• Extracted text:
Currently, most institutes use conventional imaging modalities such as CT and endoscopy with or without endoscopic ultrasound for the detection of recurrent esophageal cancer. However, the interpretation of these imaging techniques after prior treatment is difficult because of local anatomic changes caused by surgery (9). In addition, distant recurrent esophageal cancer may be radiologic occult on CT or may occur in unusual and unexpected locations outside the conventional field coverage of CT (10).
Whole-body 18F-FDG PET and integrated 18F-FDG PET/CT have emerged as useful adjuncts to conventional staging modalities in the pretreatment staging of esophageal cancer. In particular, baseline 18F-FDG PET/CT has gained ground by outperforming CT alone in the detection of unexpected distant metastases (11). Accordingly, 18F-FDG PET or PET/CT may also be a useful method for detecting recurrent disease in the postoperative follow-up of esophageal cancer patients because recurrences tend to occur predominantly at distant sites (7). In the past years, several studies have been published on the utility of 18F-FDG PET or PET/CT in the detection of esophageal cancer recurrence. However, it is difficult to draw conclusions based on the individual studies because methodologic quality may vary, sample sizes are generally small, and differences in study design and patient populations may cause heterogeneity in reported outcomes.
To critically appraise and potentially overcome shortcomings of individual studies, the aim of this study was to systematically review and meta-analyze the diagnostic performance of 18F-FDG PET and PET/CT for diagnosing recurrent esophageal cancer after initial treatment with curative intent.
MATERIALS AND METHODS
The study protocol has been registered in the PROSPERO international prospective register of systematic reviews and is accessible at http://www.crd.york.ac.uk/prospero/ (registration no., CRD42014009615).
Search Strategy
On the December 16, 2014, a systematic search was performed in the databases Medline (via PubMed), Embase, and the Cochrane library. The full search strategy is presented in Table 1.
Full Text of Search Strategy and Results as of December 16, 2014
Study Selection
After duplicates of the retrieved articles were removed, titles and abstracts were screened for eligibility by 2 authors independently. The full text of potentially relevant articles was retrieved and independently assessed by 2 authors for inclusion.
Studies examining the test accuracy of 18F-FDG PET or integrated 18F-FDG PET/CT, either in routine clinical follow-up with a fixed time interval irrespective of physical complaints or in symptomatic patients in whom recurrence of esophageal cancer was suspected, were deemed eligible for inclusion. Only studies that included patients who were previously treated with curative intent for esophageal cancer and that reported on the diagnostic accuracy of 18F-FDG PET or PET/CT for the detection of disease recurrence were included. Treatment with curative intent should have had at least included surgery, either or not combined with neoadjuvant chemoradiotherapy. The reference standard was recurrent esophageal cancer as confirmed by histopathologic biopsy or clinical follow-up.

• What to produce:
Name every database that the esophageal cancer excerpt says was searched. The material that comes next is unrelated to the esophageal cancer excerpt.

• Provided information:

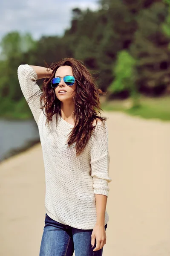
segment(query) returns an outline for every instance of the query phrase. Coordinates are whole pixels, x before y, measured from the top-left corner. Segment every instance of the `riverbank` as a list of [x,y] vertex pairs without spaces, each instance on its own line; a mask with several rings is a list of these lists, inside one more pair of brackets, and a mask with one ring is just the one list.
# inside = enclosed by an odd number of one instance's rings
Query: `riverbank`
[[[109,220],[104,256],[169,256],[170,122],[108,117]],[[45,181],[38,143],[0,163],[0,254],[38,255]]]

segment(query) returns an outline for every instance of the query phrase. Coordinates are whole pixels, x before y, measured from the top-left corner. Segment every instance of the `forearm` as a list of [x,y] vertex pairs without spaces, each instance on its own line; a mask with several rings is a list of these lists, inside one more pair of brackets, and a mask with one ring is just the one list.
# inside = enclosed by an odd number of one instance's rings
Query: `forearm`
[[104,225],[105,215],[107,197],[104,195],[95,194],[96,202],[96,225]]
[[43,67],[40,66],[32,66],[29,65],[33,68],[37,74],[38,79],[42,78],[49,78],[52,75],[52,70],[50,69],[48,69]]

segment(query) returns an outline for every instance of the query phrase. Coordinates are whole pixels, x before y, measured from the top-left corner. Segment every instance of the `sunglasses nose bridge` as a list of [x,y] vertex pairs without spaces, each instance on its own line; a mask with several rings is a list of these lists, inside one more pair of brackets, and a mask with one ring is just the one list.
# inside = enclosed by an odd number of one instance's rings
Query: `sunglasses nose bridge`
[[59,86],[60,85],[66,85],[66,84],[64,82],[64,78],[63,77],[62,77],[61,78],[60,80],[60,82],[58,84],[58,86]]

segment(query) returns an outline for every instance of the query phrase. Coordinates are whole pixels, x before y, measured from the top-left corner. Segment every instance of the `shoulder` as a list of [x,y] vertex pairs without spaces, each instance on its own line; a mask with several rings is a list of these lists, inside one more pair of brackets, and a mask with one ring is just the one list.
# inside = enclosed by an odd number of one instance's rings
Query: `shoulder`
[[[98,123],[98,122],[102,122],[101,121],[101,119],[99,118],[97,118],[97,123]],[[95,125],[95,124],[96,123],[96,121],[95,120],[95,120],[93,121],[93,125]]]

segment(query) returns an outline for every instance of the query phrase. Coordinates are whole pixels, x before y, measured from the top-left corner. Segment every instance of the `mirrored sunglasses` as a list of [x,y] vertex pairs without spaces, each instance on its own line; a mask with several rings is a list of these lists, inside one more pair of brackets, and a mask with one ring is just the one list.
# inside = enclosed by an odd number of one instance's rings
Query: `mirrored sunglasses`
[[[51,81],[51,85],[52,88],[55,89],[58,86],[61,80],[59,77],[54,77]],[[75,82],[75,79],[73,76],[65,76],[63,78],[64,83],[69,86],[72,86]]]

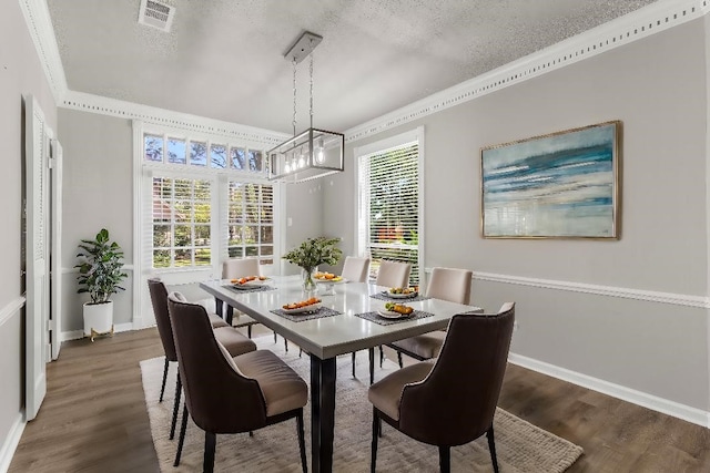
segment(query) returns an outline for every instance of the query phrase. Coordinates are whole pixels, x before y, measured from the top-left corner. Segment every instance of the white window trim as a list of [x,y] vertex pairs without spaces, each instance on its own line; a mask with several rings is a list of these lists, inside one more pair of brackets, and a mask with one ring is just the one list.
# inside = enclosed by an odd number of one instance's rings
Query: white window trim
[[[366,145],[363,146],[357,146],[354,148],[354,156],[355,156],[355,172],[353,173],[354,178],[355,178],[355,183],[354,183],[354,187],[353,188],[359,188],[359,166],[361,166],[361,161],[364,156],[368,156],[371,154],[374,153],[384,153],[387,152],[389,150],[396,148],[396,147],[400,147],[403,145],[406,145],[407,143],[413,143],[413,142],[417,142],[417,147],[419,151],[419,163],[418,163],[418,173],[419,173],[419,182],[418,182],[418,192],[419,192],[419,196],[418,196],[418,225],[417,225],[417,233],[418,233],[418,265],[419,265],[419,285],[422,287],[426,287],[426,271],[424,270],[425,268],[425,247],[426,247],[426,237],[424,234],[424,216],[425,216],[425,208],[424,208],[424,183],[425,183],[425,142],[424,142],[424,126],[417,126],[414,130],[410,130],[408,132],[405,133],[400,133],[398,135],[395,136],[389,136],[387,138],[384,140],[379,140],[377,142],[374,143],[368,143]],[[355,199],[355,235],[354,235],[354,241],[355,241],[355,254],[357,256],[364,256],[365,254],[365,248],[363,247],[363,241],[361,241],[361,237],[359,237],[359,228],[361,228],[361,224],[363,218],[366,218],[366,216],[361,215],[361,209],[362,209],[362,204],[363,204],[363,196],[362,193],[357,193],[357,198]]]
[[[243,147],[245,150],[256,150],[263,152],[263,158],[266,160],[266,151],[270,145],[261,143],[261,142],[236,142],[233,136],[223,136],[219,134],[212,133],[199,133],[199,132],[185,132],[182,128],[173,127],[169,125],[159,125],[153,123],[145,123],[140,120],[133,120],[132,122],[132,132],[133,132],[133,327],[142,328],[149,327],[155,323],[154,316],[152,312],[152,306],[150,302],[150,297],[148,294],[146,279],[154,275],[179,275],[179,274],[192,274],[192,275],[202,275],[199,276],[201,280],[220,278],[221,277],[221,261],[226,258],[226,255],[222,254],[222,247],[226,248],[226,245],[221,244],[222,239],[222,214],[225,209],[222,208],[221,203],[221,193],[222,188],[220,184],[229,179],[239,179],[245,183],[256,183],[256,184],[271,184],[274,188],[274,265],[271,268],[264,268],[266,273],[278,273],[280,271],[280,260],[281,254],[283,253],[283,232],[282,232],[282,220],[285,217],[282,216],[282,209],[284,208],[283,200],[283,189],[282,186],[272,183],[267,179],[267,172],[264,169],[262,172],[253,172],[253,171],[239,171],[231,168],[220,168],[220,167],[211,167],[209,150],[211,144],[222,144],[227,146],[227,160],[231,158],[229,156],[229,147],[237,146]],[[151,163],[145,161],[144,153],[144,134],[155,134],[162,135],[166,137],[179,137],[179,138],[190,138],[193,141],[201,141],[207,144],[207,165],[206,166],[193,166],[190,165],[189,156],[186,160],[186,164],[171,164],[165,163]],[[187,148],[189,151],[189,148]],[[163,156],[165,156],[166,150],[163,148]],[[265,162],[264,162],[265,163]],[[145,188],[145,175],[153,174],[159,171],[161,174],[182,174],[184,176],[185,172],[189,172],[191,175],[209,178],[214,182],[214,192],[212,193],[212,205],[213,208],[217,212],[217,218],[213,219],[212,227],[217,230],[217,238],[212,239],[212,254],[213,264],[206,267],[191,267],[191,268],[170,268],[170,269],[153,269],[152,267],[148,267],[145,264],[146,255],[145,249],[142,246],[142,239],[145,232],[144,220],[142,212],[142,203],[145,198],[145,193],[151,192],[151,189]],[[224,212],[223,212],[224,210]]]

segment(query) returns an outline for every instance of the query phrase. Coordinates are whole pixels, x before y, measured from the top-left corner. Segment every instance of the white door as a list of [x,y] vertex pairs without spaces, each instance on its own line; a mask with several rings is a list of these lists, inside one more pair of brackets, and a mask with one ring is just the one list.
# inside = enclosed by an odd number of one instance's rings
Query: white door
[[62,145],[52,140],[52,253],[51,253],[51,309],[50,343],[52,360],[59,358],[62,332]]
[[44,114],[32,95],[26,109],[26,254],[27,305],[24,419],[34,419],[47,393],[47,329],[49,320],[49,271],[47,260],[47,203],[49,137]]

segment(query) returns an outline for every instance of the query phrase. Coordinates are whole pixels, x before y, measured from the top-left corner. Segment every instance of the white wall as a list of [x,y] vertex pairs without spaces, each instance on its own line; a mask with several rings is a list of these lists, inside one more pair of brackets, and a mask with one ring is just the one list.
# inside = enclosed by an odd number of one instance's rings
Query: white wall
[[[703,419],[704,29],[694,20],[348,143],[345,175],[325,186],[324,230],[352,239],[353,148],[424,125],[426,266],[474,270],[474,304],[489,310],[518,302],[518,360]],[[481,147],[609,120],[623,122],[621,239],[480,237]]]
[[[133,265],[133,134],[125,119],[59,109],[59,138],[64,151],[62,224],[63,319],[62,331],[83,329],[82,305],[88,295],[78,295],[77,251],[80,240],[93,239],[106,228]],[[113,321],[133,318],[132,277],[123,280],[114,301]]]
[[[7,4],[6,4],[7,3]],[[9,464],[21,433],[23,399],[23,302],[21,212],[24,106],[23,94],[37,97],[47,124],[57,131],[57,105],[17,1],[0,14],[0,470]],[[6,463],[7,462],[7,463]]]

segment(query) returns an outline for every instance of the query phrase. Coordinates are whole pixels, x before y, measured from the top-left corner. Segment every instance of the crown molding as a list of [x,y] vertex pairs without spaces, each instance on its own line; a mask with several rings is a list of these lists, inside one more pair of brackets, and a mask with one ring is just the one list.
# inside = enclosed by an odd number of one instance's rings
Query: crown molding
[[80,110],[82,112],[100,113],[120,119],[140,120],[144,123],[190,131],[203,135],[227,136],[251,145],[277,145],[291,135],[240,125],[221,120],[174,112],[155,106],[141,105],[101,95],[83,92],[67,92],[60,107]]
[[669,304],[671,306],[697,307],[710,309],[710,298],[686,294],[657,292],[652,290],[632,289],[627,287],[599,286],[552,279],[526,278],[521,276],[497,275],[493,273],[474,273],[474,279],[491,282],[530,286],[540,289],[565,290],[570,292],[594,294],[604,297],[619,297],[622,299],[643,300],[648,302]]
[[354,142],[701,18],[710,0],[659,0],[345,131]]
[[19,2],[54,102],[59,103],[69,88],[47,2],[43,0],[19,0]]
[[[253,144],[276,145],[288,136],[246,125],[70,91],[47,3],[42,0],[19,0],[19,2],[58,106],[136,119],[193,132],[233,136]],[[345,140],[354,142],[382,133],[678,27],[706,16],[708,11],[710,11],[710,0],[659,0],[494,71],[354,126],[345,131]]]

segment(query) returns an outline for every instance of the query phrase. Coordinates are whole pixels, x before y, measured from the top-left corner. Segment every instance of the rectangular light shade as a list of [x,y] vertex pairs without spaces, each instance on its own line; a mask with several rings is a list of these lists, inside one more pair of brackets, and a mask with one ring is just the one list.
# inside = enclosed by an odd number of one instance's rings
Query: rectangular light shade
[[303,183],[339,173],[344,148],[343,133],[308,128],[268,151],[268,179]]

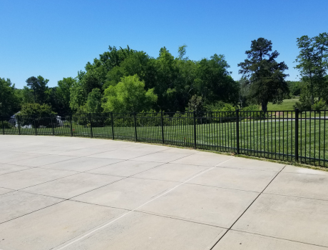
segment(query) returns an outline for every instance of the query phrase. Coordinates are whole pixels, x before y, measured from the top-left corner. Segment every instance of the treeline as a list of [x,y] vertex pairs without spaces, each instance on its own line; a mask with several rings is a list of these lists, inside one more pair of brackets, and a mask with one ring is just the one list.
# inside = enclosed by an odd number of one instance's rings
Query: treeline
[[[247,59],[238,64],[240,81],[234,81],[225,56],[193,61],[185,45],[173,56],[161,48],[153,58],[145,52],[109,46],[76,77],[63,78],[55,87],[39,76],[16,89],[10,79],[0,79],[2,116],[21,114],[140,112],[165,111],[267,110],[269,102],[280,103],[300,95],[297,107],[311,109],[328,103],[327,33],[297,39],[296,61],[299,81],[287,81],[285,62],[272,50],[271,41],[252,41]],[[316,106],[317,105],[317,106]]]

• Completed task:
Medline (via PubMed), Embase, and the Cochrane library.